— SOURCE PASSAGE —
MOVarazzi

Monday, August 8, 2011

483. How To Plan A Virgo Summer

First, before the end of the school year, get out your pristine white calendar and set it on your desk. Stare at the blank grid and think of all the blissful things you can do to fill it.

Next, brainstorm. On a separate sheet of paper, make a list of fun childhood things like
  • Museums
  • Petting zoo
  • Water park
  • Vacation travel
  • Soccer camp
  • Book store
  • Art projects (to include home-made wooden models, clay figures, ceramics, mosaic glass, mini-canvases)
  • Gardening
  • Swimming
  • Bowling
  • Miniature golf
Suddenly remember that you hate crowds, and the museums near you are high-caliber and attract visitors from all over the world. Cross out “museums.” Tell yourself that you can go in the fall. Or winter. Or spring. But not now.

Smile when you think about the petting zoo. Picture your sweet children petting a miniature pony and feeding some geese. Gasp as you remember how that fierce goat tried to eat your younger son’s socks (and by default, his feet, toes, ankles, shins, and knees) the last time you went. Cross “petting zoo” off the list. You have a cat, and she is soft. The kids can pet her.

Water parks are refreshing and a perfect place to go on those blisteringly hot summer days. Envision your family enjoying summer fun at the water park. Google the water parks closest to you to find out the prices. Read and re-read the part about it costing $55 per person. Wonder if that is a typo and really says $5.50. Call. Get put on hold. Talk to Sharla who confirms (very nicely) that $55 is indeed the daily rate. “Each?” you hear yourself say. Ask her if there are any promotional deals. Cry when she tells you that IS the promotional deal.

Cross “water park” off the list.

Call your husband at work to ask him what kind of travel budget you have for summer. Hang up on the fifth ring because you already know the answer: negative $400. Sharpen your pencil and cross “vacation travel” off the list.

Call the local rec center to sign up your older son for soccer camp, which is only $25 for the week because it is funded by some sort of grant. Smile at your good fortune and your sons’ good fortune to live in a city that offers such things. Frown when the rec center girl informs you that the camp is already full and was filled up the first day registration was available (which was way back in February), dummy. She does not actually say the word “dummy,” but her tone says it for her.

Draw a squiggly line through “soccer camp,” just to have some variety on the page.

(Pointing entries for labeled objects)
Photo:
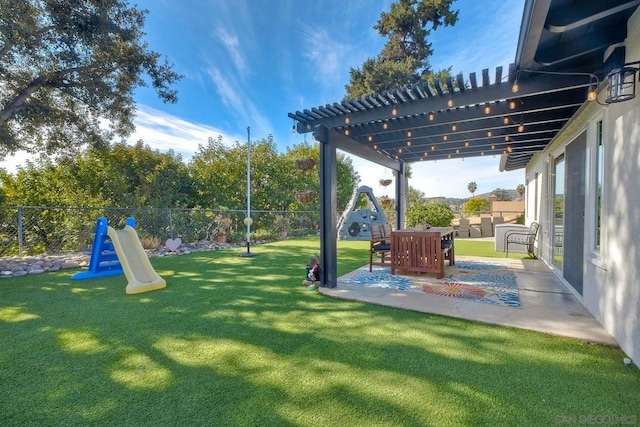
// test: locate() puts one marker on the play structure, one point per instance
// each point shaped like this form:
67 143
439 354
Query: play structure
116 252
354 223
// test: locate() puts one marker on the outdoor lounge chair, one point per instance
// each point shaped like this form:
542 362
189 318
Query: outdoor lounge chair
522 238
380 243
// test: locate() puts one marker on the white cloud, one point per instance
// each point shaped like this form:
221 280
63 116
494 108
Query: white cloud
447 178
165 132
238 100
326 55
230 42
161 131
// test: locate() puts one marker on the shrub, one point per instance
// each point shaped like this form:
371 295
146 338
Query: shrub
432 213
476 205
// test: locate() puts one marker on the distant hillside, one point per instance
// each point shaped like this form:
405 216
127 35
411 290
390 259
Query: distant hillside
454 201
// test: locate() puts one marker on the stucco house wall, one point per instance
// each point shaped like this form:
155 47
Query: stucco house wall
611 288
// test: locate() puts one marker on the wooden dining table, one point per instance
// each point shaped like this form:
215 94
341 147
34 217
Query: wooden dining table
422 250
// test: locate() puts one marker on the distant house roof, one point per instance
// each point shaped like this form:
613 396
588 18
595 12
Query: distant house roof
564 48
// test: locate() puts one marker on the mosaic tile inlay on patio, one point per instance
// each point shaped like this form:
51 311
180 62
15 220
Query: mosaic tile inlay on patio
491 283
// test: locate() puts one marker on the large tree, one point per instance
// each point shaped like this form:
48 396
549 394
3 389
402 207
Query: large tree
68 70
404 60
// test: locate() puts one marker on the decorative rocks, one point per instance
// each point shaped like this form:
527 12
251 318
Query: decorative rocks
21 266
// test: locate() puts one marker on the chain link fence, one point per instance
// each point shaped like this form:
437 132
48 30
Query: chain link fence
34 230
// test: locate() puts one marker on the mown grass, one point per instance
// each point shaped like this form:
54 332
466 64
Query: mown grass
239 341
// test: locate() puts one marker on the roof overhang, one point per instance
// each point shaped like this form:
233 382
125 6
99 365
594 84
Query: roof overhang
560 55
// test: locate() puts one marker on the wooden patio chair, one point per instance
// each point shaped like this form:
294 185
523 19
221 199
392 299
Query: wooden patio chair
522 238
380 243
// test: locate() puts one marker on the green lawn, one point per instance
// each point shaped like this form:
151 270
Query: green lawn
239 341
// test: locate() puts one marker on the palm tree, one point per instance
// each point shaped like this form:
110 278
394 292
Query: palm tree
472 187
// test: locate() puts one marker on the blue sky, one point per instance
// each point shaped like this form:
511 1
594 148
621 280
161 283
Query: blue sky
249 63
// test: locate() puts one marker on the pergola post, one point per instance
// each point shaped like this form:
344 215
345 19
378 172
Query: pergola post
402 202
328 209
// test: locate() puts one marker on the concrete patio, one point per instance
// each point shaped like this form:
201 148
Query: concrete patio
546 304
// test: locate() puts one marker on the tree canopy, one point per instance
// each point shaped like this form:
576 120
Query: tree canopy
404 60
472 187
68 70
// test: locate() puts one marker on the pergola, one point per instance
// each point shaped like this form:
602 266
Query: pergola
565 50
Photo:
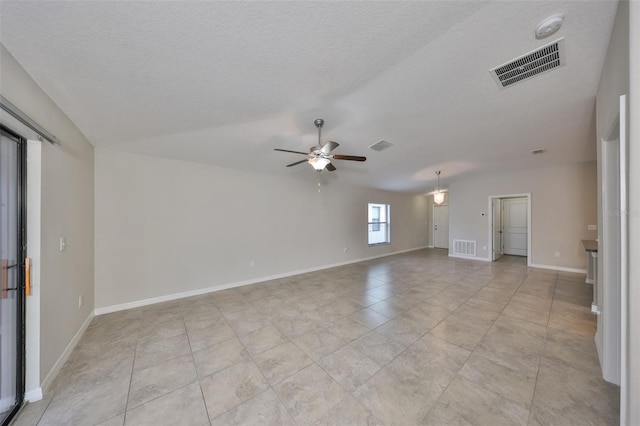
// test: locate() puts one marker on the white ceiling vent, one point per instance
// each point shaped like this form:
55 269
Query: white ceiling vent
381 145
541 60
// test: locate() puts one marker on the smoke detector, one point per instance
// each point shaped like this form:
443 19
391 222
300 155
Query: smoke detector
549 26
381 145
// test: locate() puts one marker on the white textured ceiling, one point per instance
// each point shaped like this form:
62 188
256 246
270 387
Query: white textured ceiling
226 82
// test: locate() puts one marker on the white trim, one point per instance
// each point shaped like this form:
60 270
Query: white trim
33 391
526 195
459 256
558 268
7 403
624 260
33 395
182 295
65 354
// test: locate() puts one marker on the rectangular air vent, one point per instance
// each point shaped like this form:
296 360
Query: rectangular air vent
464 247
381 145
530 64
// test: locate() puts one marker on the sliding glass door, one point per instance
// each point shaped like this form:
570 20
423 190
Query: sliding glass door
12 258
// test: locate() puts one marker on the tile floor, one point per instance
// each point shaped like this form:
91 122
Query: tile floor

==

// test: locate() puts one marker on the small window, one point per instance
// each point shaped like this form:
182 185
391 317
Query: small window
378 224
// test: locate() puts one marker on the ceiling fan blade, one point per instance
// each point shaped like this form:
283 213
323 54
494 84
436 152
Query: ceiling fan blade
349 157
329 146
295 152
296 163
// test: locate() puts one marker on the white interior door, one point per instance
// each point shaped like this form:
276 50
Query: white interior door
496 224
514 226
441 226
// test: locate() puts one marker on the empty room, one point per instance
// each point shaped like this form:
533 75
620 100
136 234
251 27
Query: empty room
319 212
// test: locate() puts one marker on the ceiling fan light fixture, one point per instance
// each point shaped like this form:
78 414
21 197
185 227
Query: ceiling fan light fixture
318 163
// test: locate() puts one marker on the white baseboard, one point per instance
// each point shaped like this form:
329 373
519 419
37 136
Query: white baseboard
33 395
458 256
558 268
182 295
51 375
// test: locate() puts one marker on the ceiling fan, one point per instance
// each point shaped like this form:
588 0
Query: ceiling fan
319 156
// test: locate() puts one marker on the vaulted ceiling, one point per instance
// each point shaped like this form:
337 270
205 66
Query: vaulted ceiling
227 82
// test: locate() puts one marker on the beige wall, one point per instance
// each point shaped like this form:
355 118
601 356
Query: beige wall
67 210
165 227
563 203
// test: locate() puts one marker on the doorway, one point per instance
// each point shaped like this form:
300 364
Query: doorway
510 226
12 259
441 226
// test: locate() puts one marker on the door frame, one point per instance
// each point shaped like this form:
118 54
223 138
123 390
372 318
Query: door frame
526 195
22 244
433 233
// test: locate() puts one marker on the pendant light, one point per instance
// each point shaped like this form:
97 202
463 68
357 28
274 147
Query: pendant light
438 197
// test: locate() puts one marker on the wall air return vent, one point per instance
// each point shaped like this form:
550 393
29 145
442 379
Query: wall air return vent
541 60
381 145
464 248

— GOALS —
(a) Answer these questions using the summer-planning post:
(i) What daily rate per person does Sharla confirm for the water park?
(ii) What travel budget does the writer already know the family has for summer?
(iii) How much does the rec center's soccer camp cost for the week?
(b) Summarize the summer-planning post in two sentences.
(c) In the summer-planning post, reproduce the passage starting at "First, before the" and ending at "to fill it.".

— WORKED ANSWERS —
(a)
(i) $55
(ii) Negative $400
(iii) $25

(b) The post gives tongue-in-cheek steps for planning a summer: set out a blank calendar and brainstorm a list of fun childhood activities. Then cross items off one by one: museums because of crowds, the petting zoo because of a goat, the water park and vacation travel because of cost, and soccer camp because it is already full.

(c)
First, before the end of the school year, get out your pristine white calendar and set it on your desk. Stare at the blank grid and think of all the blissful things you can do to fill it.